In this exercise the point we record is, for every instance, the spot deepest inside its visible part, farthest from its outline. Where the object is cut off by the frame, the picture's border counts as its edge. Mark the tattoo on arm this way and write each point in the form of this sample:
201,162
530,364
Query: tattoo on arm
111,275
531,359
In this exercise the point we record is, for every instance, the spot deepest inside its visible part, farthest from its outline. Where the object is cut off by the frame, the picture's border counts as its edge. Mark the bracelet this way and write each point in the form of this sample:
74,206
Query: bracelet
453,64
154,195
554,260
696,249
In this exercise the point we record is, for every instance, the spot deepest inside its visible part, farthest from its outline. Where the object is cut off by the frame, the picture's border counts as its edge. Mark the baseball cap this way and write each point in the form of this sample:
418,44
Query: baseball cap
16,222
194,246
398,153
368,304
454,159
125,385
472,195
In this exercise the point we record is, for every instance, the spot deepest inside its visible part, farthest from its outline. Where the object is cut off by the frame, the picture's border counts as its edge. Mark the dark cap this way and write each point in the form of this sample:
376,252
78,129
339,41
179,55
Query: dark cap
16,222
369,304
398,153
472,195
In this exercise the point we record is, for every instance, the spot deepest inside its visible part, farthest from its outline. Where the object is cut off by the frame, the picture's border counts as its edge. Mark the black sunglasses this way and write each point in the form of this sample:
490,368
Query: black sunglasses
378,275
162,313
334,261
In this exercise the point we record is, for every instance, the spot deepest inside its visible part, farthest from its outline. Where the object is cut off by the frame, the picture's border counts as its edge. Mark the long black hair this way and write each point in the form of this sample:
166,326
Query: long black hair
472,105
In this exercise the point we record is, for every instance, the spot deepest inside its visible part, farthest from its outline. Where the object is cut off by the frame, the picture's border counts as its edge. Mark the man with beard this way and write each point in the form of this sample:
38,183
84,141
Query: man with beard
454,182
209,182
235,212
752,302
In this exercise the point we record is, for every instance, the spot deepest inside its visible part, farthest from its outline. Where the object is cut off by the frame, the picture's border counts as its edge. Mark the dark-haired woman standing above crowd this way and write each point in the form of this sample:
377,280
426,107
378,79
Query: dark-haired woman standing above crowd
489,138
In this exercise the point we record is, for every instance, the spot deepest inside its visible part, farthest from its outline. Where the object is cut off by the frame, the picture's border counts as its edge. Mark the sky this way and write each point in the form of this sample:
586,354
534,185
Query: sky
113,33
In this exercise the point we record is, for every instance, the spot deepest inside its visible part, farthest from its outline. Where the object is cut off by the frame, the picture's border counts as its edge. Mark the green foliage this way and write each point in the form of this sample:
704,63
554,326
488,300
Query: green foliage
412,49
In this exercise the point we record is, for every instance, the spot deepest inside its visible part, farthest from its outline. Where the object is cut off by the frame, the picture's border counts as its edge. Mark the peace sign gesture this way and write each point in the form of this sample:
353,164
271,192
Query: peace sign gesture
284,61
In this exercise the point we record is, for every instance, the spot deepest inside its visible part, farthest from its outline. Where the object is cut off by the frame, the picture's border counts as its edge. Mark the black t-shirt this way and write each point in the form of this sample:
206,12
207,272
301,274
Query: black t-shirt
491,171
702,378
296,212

> [TASK GOAL]: Keep every word the same and copy out all of the entries.

> [EXERCISE RESPONSE]:
In this exercise the point we record is, for every instance, the spot deepest inside its visible part, farthest from its outline. Where the object is cut off by the frame, the picture's border counts as its edge. Mark the tattoo on arm this way and write each point in the form of this sample:
201,162
530,364
Query: tattoo on arm
111,275
531,359
In this exercise the point we record is, for every instance, the spot deepest inside its visible part, farthest from its outline. Where the object is cut off by the frame, the picture's border counts as its edge. Mark the bracelet this way and write each point in the form of this sample:
74,206
Query: bracelet
453,64
154,195
554,260
696,249
In this exercise the point we record is, for every instance, the spot deepest inside its visible part, farthest from its outline. Where the object is cut off by the frame, the picture's border counts as its edge. Mark the baseball cap this way and write each point in the form of this sample:
418,44
Query: baseball cap
16,222
194,246
398,153
368,304
454,159
125,385
472,195
In this exercise the point we record is, for every instance, the spot deepest inside its visible part, farthest from its outline. Where the object is cut off by the frame, the picture's border counts as its edge. Mark the dark cap this way and write each point in the form of this sample:
376,252
78,129
339,41
179,55
Query: dark cap
16,222
369,304
398,153
472,195
In this exercise the point we record is, for every instance, the spot deepest inside its visible part, farthest from its outline. Where the object is cut off by the frame, the picture's border counts as its edge. Mark the black sunglasses this way and write each point in the form of this sample:
490,368
Query: black sunglasses
378,275
162,313
334,261
In this exercise the point we record is, for every instance, the spot deepest inside its visible part, farthest from its outline. Where the object is cut off by the frame, the picture's border counts as its edge. Mark the long black hair this way and write each point in the form of this sample:
166,326
Query: long black hair
472,105
In this exercise the point we record is, for every instance, the spot deepest inside its visible part, farthest from its outline. Where the object is cut off by the frame, the picture's border counts as its edge. Mark the man with beard this way and write each point in the form of this sample:
38,183
84,141
Query: man with beard
454,182
209,182
235,212
752,302
In this exercise the point we record is, for every instance, the spot deepest inside its visible part, farthest from its outline. Where the object is cut off by the frame, the picture's border counts as its edge. Mark the dark-haired woman standing above crowd this way and write each point in the form of this sample:
377,280
426,107
378,79
Query: dark-haired woman standing above crowd
489,138
In this exercise the point we record is, for every instance, the spot deepest inside its visible part, farthest from its outline. Where the object is cut off by the frame, the picture's border counts as its edge. Mark the sky this way and write each point in the form of this sample:
586,354
534,185
Query: sky
113,33
In this exercise the point we record is, for every instance, the spot deepest inside its visible part, farthest from its outline. Where the object is cut off by the frame, the picture's border counts as its edge. Mark the green foliage this way and write each point in the form of this sample:
704,63
554,326
488,300
Query: green foliage
412,49
In this exercise the point we record is, for every instance, the spot deepest inside its visible part, farthest from its outline. Where the object is cut off by the frame, the picture's border counts as its edge. Mark the peace sign gesture this way and write each point in the form of this sample:
353,164
271,192
Query: peace sign gesture
284,61
In this exercise the point we record is, for every instance, the spot deepest inside its visible part, farthest from its outline. Where the object is cut off by the frame, the picture's border counts as its edge. Mark the black t-shirt this way and write each point in the form of this sample:
206,12
207,272
301,274
Query: black t-shirt
491,171
702,378
296,212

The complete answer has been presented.